_Selection_:
==================================================
As we inch ever closer into year-end, there remains an industry wide expectation that the FDA is set to announce regulatory restrictions on electronic cigarettes. The exact timing? It’s anyone’s guess.

 

We believe the industry is bracing for regulation that could include:  

 

1) A ban of online commerce

2) Age verification standards at retail

3) Flavor limitations (beyond tobacco and menthol)

4) Health/safety certifications

5) Labeling and marketing requirements

 

(For a more comprehensive overview of the industry and regulation please see our recent report: “E-Cigs at the Thanksgiving Table”)

 

As the inevitable FDA announcement draws near, we want to highlight some notable, recent regulatory winds blowing against e-cigs in Chicago and New York City, as well as in France. While we continue to maintain a very bullish outlook overall on e-cigs, especially with Big Tobacco’s participation in the category, these regulatory initiatives, if legally enacted, would represent headwinds to the category.

 

Chicago and NYC

  • In late November, Chicago’s City Council held preliminary meetings to consider regulating e-cigs as traditional tobacco, and include them under the Indoor Clean Air Act. This could include such measures as increasing the age of purchase to 21 from 18, moving them to the back counter at retail, as well as banning use in parks, restaurants and bars.
==================================================
_Data listing_:
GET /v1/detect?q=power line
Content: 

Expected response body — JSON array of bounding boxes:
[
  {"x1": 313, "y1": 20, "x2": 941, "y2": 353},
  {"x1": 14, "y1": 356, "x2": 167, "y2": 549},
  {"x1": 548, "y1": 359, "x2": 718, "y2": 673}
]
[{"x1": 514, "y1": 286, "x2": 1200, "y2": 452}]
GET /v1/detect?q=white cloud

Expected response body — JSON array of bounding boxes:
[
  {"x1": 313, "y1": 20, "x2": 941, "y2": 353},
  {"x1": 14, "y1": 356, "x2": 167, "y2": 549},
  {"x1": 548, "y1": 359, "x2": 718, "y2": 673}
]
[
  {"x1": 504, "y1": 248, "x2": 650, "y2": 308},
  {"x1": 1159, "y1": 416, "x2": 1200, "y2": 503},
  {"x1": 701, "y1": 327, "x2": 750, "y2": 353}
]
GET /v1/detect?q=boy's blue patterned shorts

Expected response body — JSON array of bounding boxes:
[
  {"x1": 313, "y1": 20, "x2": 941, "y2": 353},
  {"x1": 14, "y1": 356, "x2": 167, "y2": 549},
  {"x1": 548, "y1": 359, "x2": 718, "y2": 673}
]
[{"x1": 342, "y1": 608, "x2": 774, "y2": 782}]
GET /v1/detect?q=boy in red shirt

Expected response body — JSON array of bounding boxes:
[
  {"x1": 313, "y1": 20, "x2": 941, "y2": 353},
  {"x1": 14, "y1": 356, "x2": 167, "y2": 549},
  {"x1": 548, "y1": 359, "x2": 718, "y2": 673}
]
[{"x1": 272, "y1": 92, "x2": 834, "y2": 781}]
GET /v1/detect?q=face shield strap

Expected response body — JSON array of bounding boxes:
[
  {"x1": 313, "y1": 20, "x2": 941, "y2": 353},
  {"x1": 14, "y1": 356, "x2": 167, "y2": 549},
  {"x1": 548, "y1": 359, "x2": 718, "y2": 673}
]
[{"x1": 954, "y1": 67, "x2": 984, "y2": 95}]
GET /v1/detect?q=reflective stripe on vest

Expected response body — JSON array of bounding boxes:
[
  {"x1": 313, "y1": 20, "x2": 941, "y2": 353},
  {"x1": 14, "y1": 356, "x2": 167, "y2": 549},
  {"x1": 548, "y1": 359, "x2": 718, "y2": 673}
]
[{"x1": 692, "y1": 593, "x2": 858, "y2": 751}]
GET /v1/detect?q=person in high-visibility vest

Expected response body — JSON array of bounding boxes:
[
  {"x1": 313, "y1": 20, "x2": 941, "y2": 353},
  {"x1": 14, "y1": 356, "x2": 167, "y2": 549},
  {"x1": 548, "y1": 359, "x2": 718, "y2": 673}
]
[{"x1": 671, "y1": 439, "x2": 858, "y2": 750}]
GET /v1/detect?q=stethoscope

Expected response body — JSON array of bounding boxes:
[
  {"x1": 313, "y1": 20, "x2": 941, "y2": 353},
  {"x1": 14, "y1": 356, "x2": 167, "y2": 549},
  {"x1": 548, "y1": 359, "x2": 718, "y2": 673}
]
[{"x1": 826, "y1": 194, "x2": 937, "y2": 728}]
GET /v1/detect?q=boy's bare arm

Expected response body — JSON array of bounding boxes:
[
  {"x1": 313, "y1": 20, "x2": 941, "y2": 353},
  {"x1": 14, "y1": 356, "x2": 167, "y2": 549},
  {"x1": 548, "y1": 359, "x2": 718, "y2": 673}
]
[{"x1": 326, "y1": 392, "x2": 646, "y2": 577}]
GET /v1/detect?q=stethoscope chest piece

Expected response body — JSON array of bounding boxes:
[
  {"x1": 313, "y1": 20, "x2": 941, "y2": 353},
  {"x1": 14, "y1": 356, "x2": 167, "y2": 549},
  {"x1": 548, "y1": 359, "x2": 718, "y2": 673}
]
==================================================
_Given instruction 1_:
In the e-cigarette regulation text, rewrite the part that opens with the words containing "Chicago and NYC" and closes with "restaurants and bars.", substituting "Board of Health" for "City Council".
_Given instruction 2_:
Answer these questions from the e-cigarette regulation text:
(a) Which two flavors are named as lying outside the expected flavor limitations?
(b) What is the title of the recent report recommended for a more comprehensive overview?
(c) To what age might Chicago raise the age of purchase, and from what age?
_Given instruction 3_:
Continue the e-cigarette regulation text from its last sentence.

_Response 1_:
Chicago and NYC

  • In late November, Chicago’s Board of Health held preliminary meetings to consider regulating e-cigs as traditional tobacco, and include them under the Indoor Clean Air Act. This could include such measures as increasing the age of purchase to 21 from 18, moving them to the back counter at retail, as well as banning use in parks, restaurants and bars.

_Response 2_:
(a) Tobacco and menthol.
(b) "E-Cigs at the Thanksgiving Table."
(c) To 21, from 18.

_Response 3_:
  • Last week, the NYC City Council held similar meetings to those held in Chicago. That said, NYC has already voted to raise the age to buy traditional tobacco and e-cigs to 21 from 18, and raise the minimum price per pack of traditional cigs to $10.50 (set to take effect in APR/MAY 2014).
  • Both Chicago and New York are expected to put their respective measures to final votes this month. If passed, they would go into effect sometime in January of next year.
  • Currently, New Jersey, North Dakota, Utah and Arkansas and have “lumped in” e-cig products in with tobacco under their indoor smoking bans. Meanwhile, Minnesota has changed its definition of tobacco products to include e-cigs and subjected them to tobacco-like taxes.

France

  • A French court in Toulouse ruled yesterday that tobacconists should have exclusive rights to sell e-cigs; France's 27,000 tobacconists already have a monopoly on selling traditional cigs in the country.
  • If legislation were to follow the court’s reasoning, it would force e-cig stores to close.
  • Right now, there are an estimated 300 shops selling e-cigarettes in France.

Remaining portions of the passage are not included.